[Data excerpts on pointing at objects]
## Begin
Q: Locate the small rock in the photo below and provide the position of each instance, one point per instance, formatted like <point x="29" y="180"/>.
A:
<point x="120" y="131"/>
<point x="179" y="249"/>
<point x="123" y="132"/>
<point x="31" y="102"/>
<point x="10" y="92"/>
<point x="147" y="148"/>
## End
» **INSTRUCTIONS TO FOLLOW**: Return every line of the data above unchanged.

» **TASK RESULT**:
Q: Locate the small rock in the photo below and provide the position of each instance, one point per instance, formatted like <point x="29" y="180"/>.
A:
<point x="120" y="131"/>
<point x="179" y="249"/>
<point x="123" y="132"/>
<point x="31" y="102"/>
<point x="10" y="92"/>
<point x="147" y="148"/>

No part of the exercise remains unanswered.